[Items in a dataset]

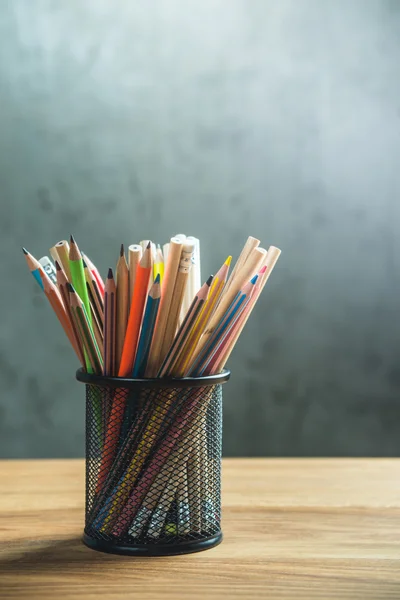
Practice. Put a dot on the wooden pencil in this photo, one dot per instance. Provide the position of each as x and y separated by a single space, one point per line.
250 245
122 276
158 266
167 291
217 286
95 296
135 256
126 365
95 273
194 278
182 276
48 268
270 262
54 254
136 314
251 266
62 249
62 283
231 314
110 314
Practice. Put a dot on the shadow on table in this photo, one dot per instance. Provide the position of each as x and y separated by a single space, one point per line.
28 566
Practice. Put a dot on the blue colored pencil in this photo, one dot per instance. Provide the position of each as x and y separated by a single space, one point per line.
34 267
231 314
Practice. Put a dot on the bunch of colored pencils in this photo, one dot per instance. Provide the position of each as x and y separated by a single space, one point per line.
154 319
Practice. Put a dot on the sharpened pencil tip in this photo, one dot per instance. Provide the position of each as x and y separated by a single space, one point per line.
228 261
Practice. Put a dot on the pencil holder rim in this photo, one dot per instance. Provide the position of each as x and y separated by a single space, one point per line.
153 383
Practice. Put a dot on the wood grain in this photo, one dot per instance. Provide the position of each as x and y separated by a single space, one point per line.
301 528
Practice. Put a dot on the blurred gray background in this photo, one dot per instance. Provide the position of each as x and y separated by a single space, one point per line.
218 118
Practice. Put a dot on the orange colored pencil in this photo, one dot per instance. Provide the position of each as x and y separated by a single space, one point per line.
143 274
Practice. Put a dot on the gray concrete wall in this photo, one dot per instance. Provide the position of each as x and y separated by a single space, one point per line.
219 118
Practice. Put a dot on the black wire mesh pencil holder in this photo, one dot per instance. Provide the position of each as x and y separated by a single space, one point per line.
153 464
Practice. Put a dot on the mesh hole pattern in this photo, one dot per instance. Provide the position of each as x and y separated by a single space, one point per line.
153 465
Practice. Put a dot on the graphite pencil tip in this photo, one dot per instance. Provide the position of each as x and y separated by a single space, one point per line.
228 261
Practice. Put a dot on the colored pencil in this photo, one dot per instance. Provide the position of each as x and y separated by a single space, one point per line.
180 368
250 245
167 291
122 279
158 267
62 284
57 305
62 249
185 265
232 312
185 329
83 326
136 314
251 266
135 256
270 262
194 279
110 314
146 335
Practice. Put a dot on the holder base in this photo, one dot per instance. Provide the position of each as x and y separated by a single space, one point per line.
154 549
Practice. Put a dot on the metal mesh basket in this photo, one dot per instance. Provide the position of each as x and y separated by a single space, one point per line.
153 464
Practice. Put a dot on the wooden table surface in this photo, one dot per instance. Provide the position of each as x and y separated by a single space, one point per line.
293 528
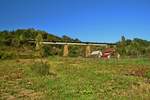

YOUR TASK
Edit the lines above by replacing every "photo" with "image" and leaving everything else unchanged. Omit the pictures from the result.

RESPONSE FOR THIS EXERCISE
Practice. Put a dot on the wooden pencil in this image, one dot per instance. Provide the position of each as x and y separated by a single space, one point per line.
250 245
122 276
158 266
167 291
217 286
95 296
135 256
126 365
95 273
194 278
182 276
48 268
270 262
54 254
136 314
251 266
62 249
62 283
231 314
110 314
Practice. Put a dot on the shadow on table in this image, one dot per instance. Provide the position of each as x and y separated by a single space, one point per line.
28 566
Practice. Put a dot on the blue colored pencil in this image, one dot per instance. Provide the position of each as x and y separated by a single space, one point per line.
34 267
231 314
Practice. Put a dot on the bunch of colored pencils in this image, one dot per instance. Provide the position of each as x and y separated by a single space, one point per line.
154 319
Practice. Put a dot on the sharpened pencil tip in this image, one dot per instance. Provide the position of each as x and y separated by a single space, one point per line.
228 261
Practice. Put a dot on the pencil holder rim in this image, one dot per instance. Provide the position of each as x and y separated by a single space, one point per line.
153 383
Practice. Put a dot on the wood grain in this image, one dot per instance. Provide the position of each as x and y separated by a single space, one point per line.
301 528
Practice. Put a dot on the blurred gray background in this image, one dot per instance. Provide the position of each as x and y separated by a single space, one point per line.
218 118
Practice. Put a dot on the orange colored pencil in this image, one dot per instance. Provide the position of each as x and y separated by a single space, one point per line.
143 274
Practice. Put a dot on the gray concrete wall in this image, one dot per instance. Provide the position of each as x and y separated by a single space, one point per line.
219 118
Practice. Put a dot on the black wire mesh pencil holder in this image, one dot per instance. Provide the position of each as x and y separated by a single space, one point per line.
153 464
Practice. Put a dot on the mesh hole pattern in this image, one dot per instance. Provide the position of each as x and y separated by a single space, one point per line.
153 465
Practice. Put a dot on the graphite pencil tip in this image, one dot per instance. Provide the position of each as x and y separated by a single space, one point per line.
228 261
Practice. Put a dot on the colored pencil in this image, one dot per instance. Provide the position of each as x and y separated by a single space, one point per line.
180 368
250 245
167 291
122 279
158 267
62 284
57 305
62 249
185 265
232 312
185 329
83 326
136 314
251 266
135 256
270 262
194 279
110 314
146 335
Practice. Put a dot on the holder base in this image, one dot per instance. Provide the position of each as x and y separated by a single space, one point per line.
154 549
Practice. Put a dot on the metal mesh basket in this image, one dot per instance. Provide the position of each as x and y separated by a single space, one point per line.
153 464
Practice. Put a dot on the wooden table surface in this image, one dot per instance. Provide the position of each as x and y separated by a single space, one point per line.
293 528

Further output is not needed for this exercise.